Herinneringen Aan Kosthuizen (1)
Akhir-akhir ini, indekos menjadi
sesuatu yang senantiasa terbesit dalam fikiran. Karena, beberapa hari yang
lalu, nenek tua yang merawatku disaat aku di perantauan, berfikir tentangku dan Tuhan mentakdirkan diriku sebagai bunga tidurnya.
Apa
kabar kawan-kawanku di berbagai penjuru bumi? Ucap syukur pada tuhan yang Maha
Esa, karena ia telah memberi nikmat pada kita semua. Alhamdulillah, bisa
kembali menghidupkan blog dengan tulisan ini. Setelah beberapa hari yang lalu
kuberkelana di desa-desa. Bukan menjadi pengadi pemerintah, ataupun pengabdi
siapa pun itu.
Di
tengah kesibukan yang tidak terlalu sibuk-sibuk amat. Di tengah pandangan orang
sebagai pengacara alias pengangguran banyak acara, namun aku tidak pernah
merenungkan secara mendalam apa yang dikatakan orang, aku lebih suka merenung dengan
tulisan-tulisan tokoh, seperti Gus Dur, Bung Mahbub, dan lain-lain. Dan
tentunya, di tengah pandangan diri terhadap diri sendiri sebagai Hamba Tuhan
Yang Maha Esa.

▸ **Materi yang Ditampilkan**:

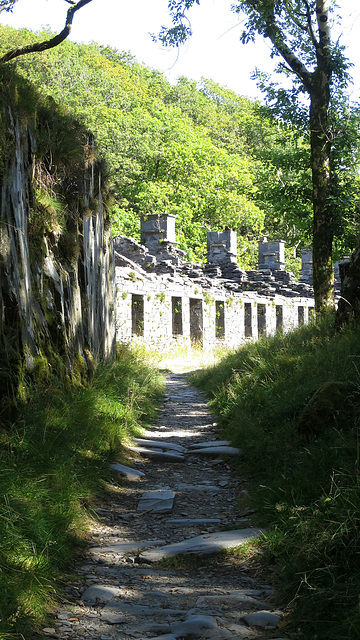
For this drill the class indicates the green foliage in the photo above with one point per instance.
(53, 461)
(306, 491)
(200, 152)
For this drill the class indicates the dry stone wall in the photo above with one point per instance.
(165, 301)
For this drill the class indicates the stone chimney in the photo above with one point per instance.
(157, 229)
(306, 264)
(271, 254)
(221, 247)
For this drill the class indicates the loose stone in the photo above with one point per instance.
(159, 444)
(157, 501)
(127, 547)
(262, 619)
(214, 451)
(131, 474)
(99, 593)
(158, 455)
(202, 545)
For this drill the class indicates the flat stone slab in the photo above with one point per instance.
(99, 593)
(113, 612)
(131, 474)
(262, 619)
(197, 487)
(157, 454)
(216, 450)
(240, 598)
(211, 443)
(202, 545)
(157, 501)
(127, 547)
(190, 521)
(193, 625)
(158, 444)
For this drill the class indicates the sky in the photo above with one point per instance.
(214, 51)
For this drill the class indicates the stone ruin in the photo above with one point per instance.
(164, 300)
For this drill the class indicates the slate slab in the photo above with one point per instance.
(202, 545)
(262, 619)
(131, 474)
(197, 487)
(99, 593)
(193, 625)
(127, 547)
(157, 454)
(158, 444)
(241, 600)
(190, 521)
(214, 451)
(211, 443)
(157, 501)
(113, 612)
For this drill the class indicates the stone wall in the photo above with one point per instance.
(349, 302)
(164, 301)
(52, 300)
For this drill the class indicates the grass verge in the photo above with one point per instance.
(305, 488)
(53, 461)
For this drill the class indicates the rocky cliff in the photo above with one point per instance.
(56, 278)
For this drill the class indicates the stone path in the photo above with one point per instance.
(178, 497)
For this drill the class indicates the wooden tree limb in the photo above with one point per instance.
(52, 42)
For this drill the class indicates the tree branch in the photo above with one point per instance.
(309, 22)
(273, 32)
(53, 42)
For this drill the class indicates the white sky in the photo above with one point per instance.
(213, 52)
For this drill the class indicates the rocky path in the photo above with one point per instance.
(176, 500)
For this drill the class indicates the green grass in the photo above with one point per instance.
(53, 463)
(306, 491)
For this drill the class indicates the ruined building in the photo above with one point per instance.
(165, 300)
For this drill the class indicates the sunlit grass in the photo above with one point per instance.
(305, 491)
(53, 462)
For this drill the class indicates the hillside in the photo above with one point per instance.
(211, 157)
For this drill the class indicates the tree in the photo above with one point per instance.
(7, 5)
(299, 31)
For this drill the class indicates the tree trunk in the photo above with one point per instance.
(323, 276)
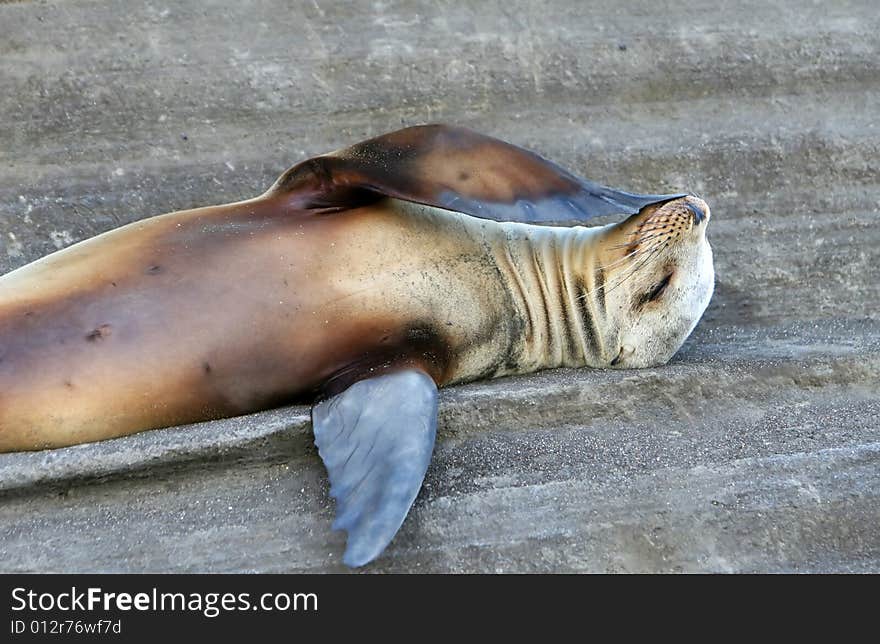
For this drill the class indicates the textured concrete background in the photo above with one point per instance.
(757, 449)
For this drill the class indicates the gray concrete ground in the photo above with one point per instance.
(756, 449)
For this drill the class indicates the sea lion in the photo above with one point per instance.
(361, 281)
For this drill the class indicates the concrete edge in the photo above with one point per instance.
(578, 396)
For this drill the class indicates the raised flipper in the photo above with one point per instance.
(457, 169)
(376, 440)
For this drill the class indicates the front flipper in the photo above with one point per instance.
(456, 169)
(376, 440)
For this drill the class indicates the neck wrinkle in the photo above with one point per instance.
(552, 288)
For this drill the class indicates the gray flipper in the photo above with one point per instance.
(457, 169)
(376, 440)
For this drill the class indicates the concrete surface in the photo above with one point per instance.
(756, 449)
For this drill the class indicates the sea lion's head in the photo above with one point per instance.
(656, 277)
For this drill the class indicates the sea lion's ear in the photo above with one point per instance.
(457, 169)
(376, 439)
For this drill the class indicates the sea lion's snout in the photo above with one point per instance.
(658, 281)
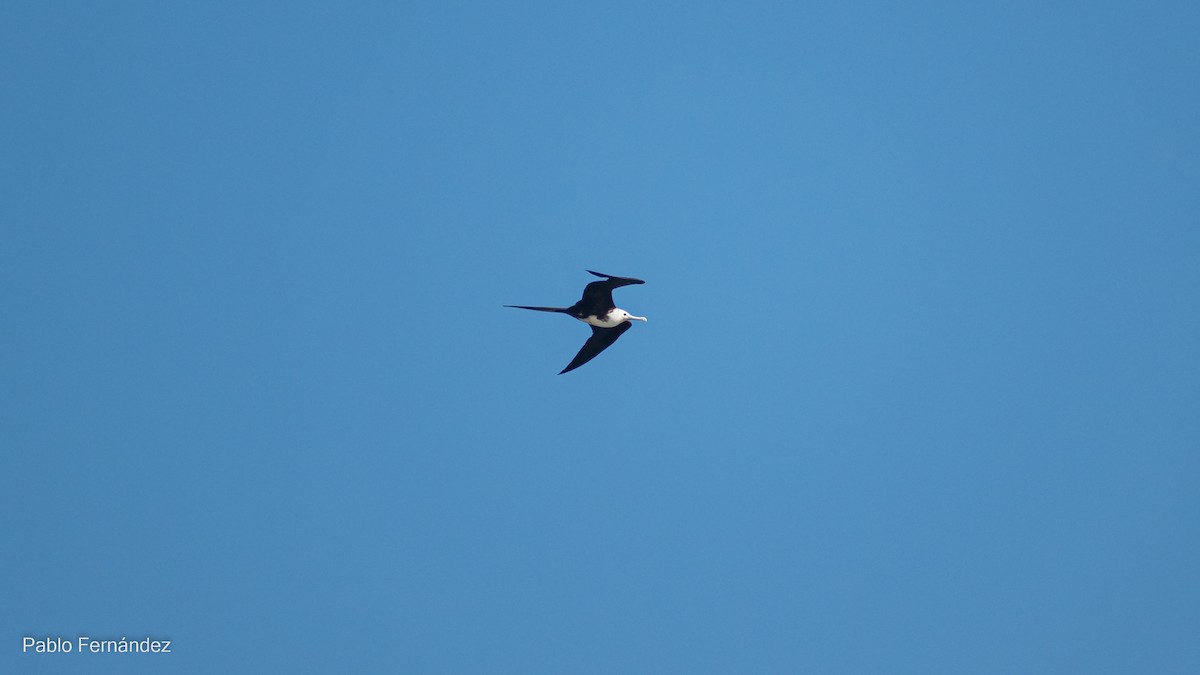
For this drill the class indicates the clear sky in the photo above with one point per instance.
(919, 390)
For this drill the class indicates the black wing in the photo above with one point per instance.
(600, 340)
(598, 294)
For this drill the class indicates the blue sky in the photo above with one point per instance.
(918, 392)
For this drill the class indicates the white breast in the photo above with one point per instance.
(612, 318)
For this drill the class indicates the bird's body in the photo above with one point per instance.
(598, 310)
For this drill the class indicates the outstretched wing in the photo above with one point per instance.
(599, 293)
(600, 340)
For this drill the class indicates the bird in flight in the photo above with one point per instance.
(597, 309)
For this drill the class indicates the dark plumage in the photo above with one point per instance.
(598, 310)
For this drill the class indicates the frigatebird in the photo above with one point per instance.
(598, 310)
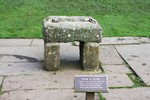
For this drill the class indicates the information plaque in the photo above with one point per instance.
(90, 83)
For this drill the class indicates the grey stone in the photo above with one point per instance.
(69, 29)
(119, 80)
(116, 69)
(128, 94)
(138, 57)
(52, 56)
(14, 42)
(21, 54)
(143, 39)
(109, 55)
(65, 94)
(119, 40)
(21, 68)
(37, 42)
(69, 52)
(89, 56)
(57, 80)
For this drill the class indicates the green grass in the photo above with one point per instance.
(136, 80)
(23, 18)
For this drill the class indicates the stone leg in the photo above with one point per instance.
(89, 55)
(52, 56)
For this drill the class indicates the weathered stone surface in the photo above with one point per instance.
(69, 29)
(138, 57)
(52, 56)
(37, 42)
(21, 68)
(89, 56)
(128, 94)
(14, 42)
(119, 80)
(109, 55)
(143, 39)
(116, 69)
(42, 81)
(65, 94)
(69, 52)
(120, 40)
(21, 54)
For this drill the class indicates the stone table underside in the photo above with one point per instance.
(68, 29)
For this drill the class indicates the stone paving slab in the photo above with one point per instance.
(128, 94)
(116, 69)
(15, 42)
(138, 57)
(44, 81)
(56, 81)
(119, 40)
(65, 94)
(109, 55)
(1, 79)
(143, 39)
(21, 68)
(21, 54)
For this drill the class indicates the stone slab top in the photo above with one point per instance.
(71, 28)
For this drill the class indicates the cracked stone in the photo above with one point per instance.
(137, 56)
(54, 94)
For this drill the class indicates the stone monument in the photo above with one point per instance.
(62, 29)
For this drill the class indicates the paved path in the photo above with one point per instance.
(22, 76)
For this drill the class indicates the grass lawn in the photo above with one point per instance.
(23, 18)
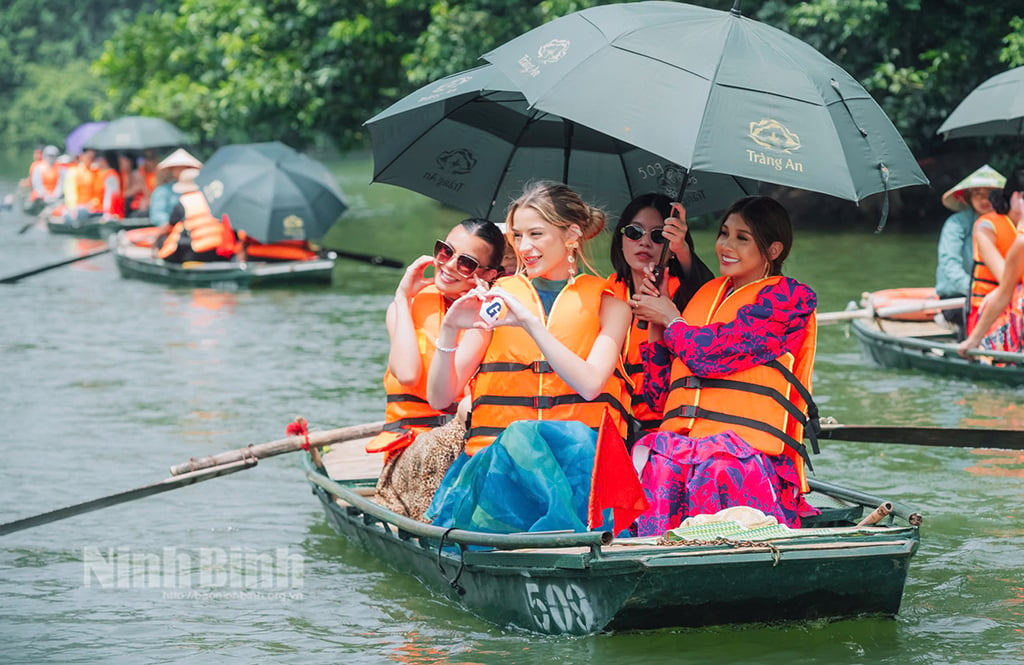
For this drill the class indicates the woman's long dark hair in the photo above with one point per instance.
(699, 274)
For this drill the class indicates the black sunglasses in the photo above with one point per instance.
(636, 232)
(465, 264)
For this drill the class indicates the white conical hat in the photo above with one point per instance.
(986, 176)
(180, 157)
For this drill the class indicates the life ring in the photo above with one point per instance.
(907, 297)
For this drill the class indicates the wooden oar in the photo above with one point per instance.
(891, 310)
(367, 258)
(199, 470)
(939, 437)
(68, 261)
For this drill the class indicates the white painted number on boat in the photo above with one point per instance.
(559, 608)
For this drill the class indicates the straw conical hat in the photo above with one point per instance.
(986, 176)
(180, 157)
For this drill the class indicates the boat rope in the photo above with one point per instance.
(776, 554)
(454, 582)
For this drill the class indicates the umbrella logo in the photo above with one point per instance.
(771, 134)
(448, 87)
(456, 162)
(553, 50)
(213, 191)
(293, 226)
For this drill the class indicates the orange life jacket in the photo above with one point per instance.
(515, 382)
(767, 405)
(206, 232)
(647, 419)
(50, 177)
(982, 280)
(408, 414)
(84, 184)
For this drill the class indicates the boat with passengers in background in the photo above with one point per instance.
(913, 340)
(135, 258)
(583, 583)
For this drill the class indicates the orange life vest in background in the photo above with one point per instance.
(515, 381)
(408, 414)
(647, 418)
(206, 232)
(767, 405)
(84, 184)
(116, 206)
(982, 280)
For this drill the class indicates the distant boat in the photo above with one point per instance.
(135, 258)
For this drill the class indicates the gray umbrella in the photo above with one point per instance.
(471, 141)
(271, 192)
(136, 133)
(995, 107)
(713, 91)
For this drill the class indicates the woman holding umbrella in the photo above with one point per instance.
(644, 226)
(732, 376)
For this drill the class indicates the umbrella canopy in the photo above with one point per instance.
(471, 140)
(995, 107)
(712, 91)
(75, 142)
(136, 133)
(271, 192)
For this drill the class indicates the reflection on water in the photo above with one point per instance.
(109, 381)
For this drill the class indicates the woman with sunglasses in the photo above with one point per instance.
(470, 255)
(546, 371)
(644, 226)
(732, 377)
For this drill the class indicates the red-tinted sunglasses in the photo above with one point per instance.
(465, 264)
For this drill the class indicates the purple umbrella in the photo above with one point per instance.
(76, 139)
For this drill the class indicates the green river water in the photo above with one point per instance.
(107, 382)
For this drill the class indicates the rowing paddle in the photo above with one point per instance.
(366, 258)
(199, 470)
(892, 310)
(940, 437)
(50, 266)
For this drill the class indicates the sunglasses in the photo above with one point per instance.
(636, 232)
(465, 264)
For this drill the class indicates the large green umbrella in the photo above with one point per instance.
(713, 91)
(995, 107)
(271, 192)
(471, 140)
(136, 133)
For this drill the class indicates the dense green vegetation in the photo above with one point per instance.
(312, 71)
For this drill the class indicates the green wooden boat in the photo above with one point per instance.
(95, 227)
(138, 262)
(929, 347)
(582, 583)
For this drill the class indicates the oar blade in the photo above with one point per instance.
(123, 497)
(939, 437)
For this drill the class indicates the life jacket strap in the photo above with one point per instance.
(690, 411)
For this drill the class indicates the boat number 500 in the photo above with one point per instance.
(559, 608)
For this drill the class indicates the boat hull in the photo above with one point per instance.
(138, 263)
(583, 590)
(934, 354)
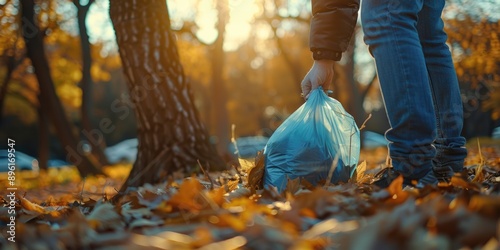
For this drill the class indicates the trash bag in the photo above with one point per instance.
(306, 145)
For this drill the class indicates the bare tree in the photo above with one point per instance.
(35, 51)
(171, 136)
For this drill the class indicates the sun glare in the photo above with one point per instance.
(203, 13)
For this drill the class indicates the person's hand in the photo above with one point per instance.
(320, 74)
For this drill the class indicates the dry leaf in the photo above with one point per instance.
(105, 217)
(188, 195)
(256, 174)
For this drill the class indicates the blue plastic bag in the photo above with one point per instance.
(306, 144)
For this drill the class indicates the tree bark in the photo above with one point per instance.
(171, 136)
(86, 84)
(35, 51)
(219, 92)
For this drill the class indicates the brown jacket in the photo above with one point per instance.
(332, 26)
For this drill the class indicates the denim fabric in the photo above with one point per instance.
(418, 82)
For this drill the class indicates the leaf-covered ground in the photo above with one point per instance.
(57, 210)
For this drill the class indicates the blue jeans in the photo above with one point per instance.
(418, 82)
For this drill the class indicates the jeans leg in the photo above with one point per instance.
(390, 28)
(450, 145)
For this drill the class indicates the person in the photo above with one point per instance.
(418, 81)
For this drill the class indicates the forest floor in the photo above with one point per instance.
(58, 210)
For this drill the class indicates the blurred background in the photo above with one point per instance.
(248, 57)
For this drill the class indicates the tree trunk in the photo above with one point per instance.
(12, 64)
(93, 136)
(219, 93)
(35, 51)
(171, 136)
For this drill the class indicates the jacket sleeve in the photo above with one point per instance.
(332, 26)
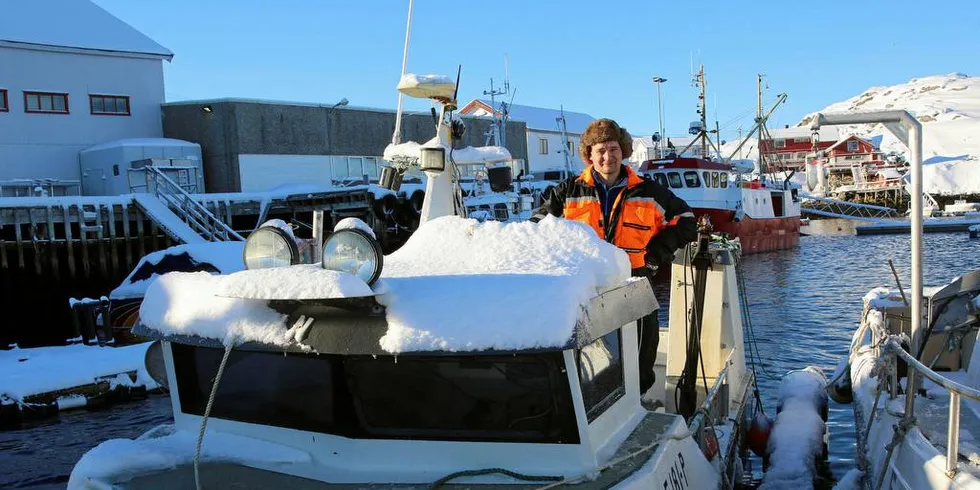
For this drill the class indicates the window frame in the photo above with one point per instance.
(29, 93)
(117, 98)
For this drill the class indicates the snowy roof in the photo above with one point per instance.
(456, 285)
(827, 133)
(145, 142)
(543, 119)
(78, 24)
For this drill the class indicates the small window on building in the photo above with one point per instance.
(600, 371)
(691, 179)
(46, 102)
(109, 105)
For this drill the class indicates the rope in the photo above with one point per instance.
(490, 471)
(207, 413)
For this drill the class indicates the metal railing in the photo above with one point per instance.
(955, 390)
(190, 211)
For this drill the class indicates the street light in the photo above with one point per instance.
(660, 108)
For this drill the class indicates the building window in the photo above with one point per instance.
(46, 102)
(110, 105)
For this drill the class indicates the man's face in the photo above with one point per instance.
(606, 159)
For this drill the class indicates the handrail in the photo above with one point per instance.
(891, 345)
(955, 389)
(190, 211)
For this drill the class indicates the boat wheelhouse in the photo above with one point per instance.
(763, 215)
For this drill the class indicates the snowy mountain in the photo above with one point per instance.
(948, 107)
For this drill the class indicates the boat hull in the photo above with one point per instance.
(756, 234)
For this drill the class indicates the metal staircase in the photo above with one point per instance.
(834, 208)
(183, 207)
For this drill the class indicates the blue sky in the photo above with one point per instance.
(593, 57)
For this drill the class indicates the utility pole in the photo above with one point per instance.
(660, 112)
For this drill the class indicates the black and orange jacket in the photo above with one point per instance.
(647, 220)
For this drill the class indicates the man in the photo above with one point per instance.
(638, 215)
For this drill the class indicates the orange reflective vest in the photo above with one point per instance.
(635, 216)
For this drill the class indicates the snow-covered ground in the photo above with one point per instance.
(948, 107)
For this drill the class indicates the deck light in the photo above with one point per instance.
(269, 247)
(354, 251)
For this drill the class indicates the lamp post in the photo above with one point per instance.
(660, 108)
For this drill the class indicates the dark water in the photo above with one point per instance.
(804, 305)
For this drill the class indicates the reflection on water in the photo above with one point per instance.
(804, 303)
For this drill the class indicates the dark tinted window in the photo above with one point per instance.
(519, 398)
(600, 369)
(691, 179)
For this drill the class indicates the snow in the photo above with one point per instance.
(305, 281)
(166, 219)
(456, 285)
(26, 372)
(522, 284)
(78, 24)
(465, 156)
(142, 142)
(354, 224)
(851, 480)
(797, 436)
(182, 303)
(224, 256)
(948, 107)
(165, 448)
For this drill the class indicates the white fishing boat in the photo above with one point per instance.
(479, 354)
(913, 369)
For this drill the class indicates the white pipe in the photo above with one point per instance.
(396, 137)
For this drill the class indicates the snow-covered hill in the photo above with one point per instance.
(948, 107)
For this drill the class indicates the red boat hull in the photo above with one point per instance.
(756, 235)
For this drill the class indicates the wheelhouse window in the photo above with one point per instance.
(46, 102)
(109, 105)
(504, 398)
(600, 370)
(691, 179)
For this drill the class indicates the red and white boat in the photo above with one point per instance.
(763, 215)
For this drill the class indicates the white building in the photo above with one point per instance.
(83, 77)
(545, 150)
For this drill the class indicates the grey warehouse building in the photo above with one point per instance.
(254, 145)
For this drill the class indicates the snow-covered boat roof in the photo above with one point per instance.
(73, 24)
(457, 285)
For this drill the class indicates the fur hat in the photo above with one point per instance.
(601, 131)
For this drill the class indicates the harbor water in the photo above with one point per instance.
(804, 305)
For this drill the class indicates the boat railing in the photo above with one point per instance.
(956, 391)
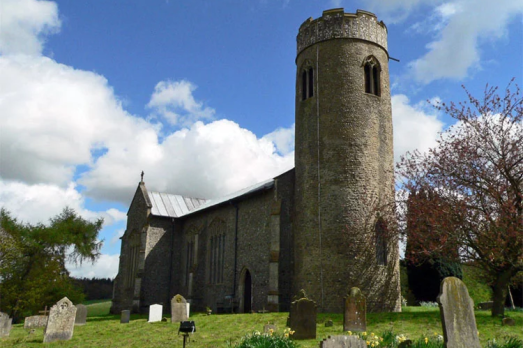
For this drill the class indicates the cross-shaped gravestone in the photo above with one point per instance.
(354, 315)
(457, 315)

▸ **Petunjuk Tugas**: Menurut kutipan sumber, tulisan tokoh siapa saja yang lebih disukai untuk direnungkan? Tolong sebutkan nama-nama yang disebut.

▸ **Jawaban Tertulis**: Gus Dur dan Bung Mahbub, serta tokoh-tokoh lain.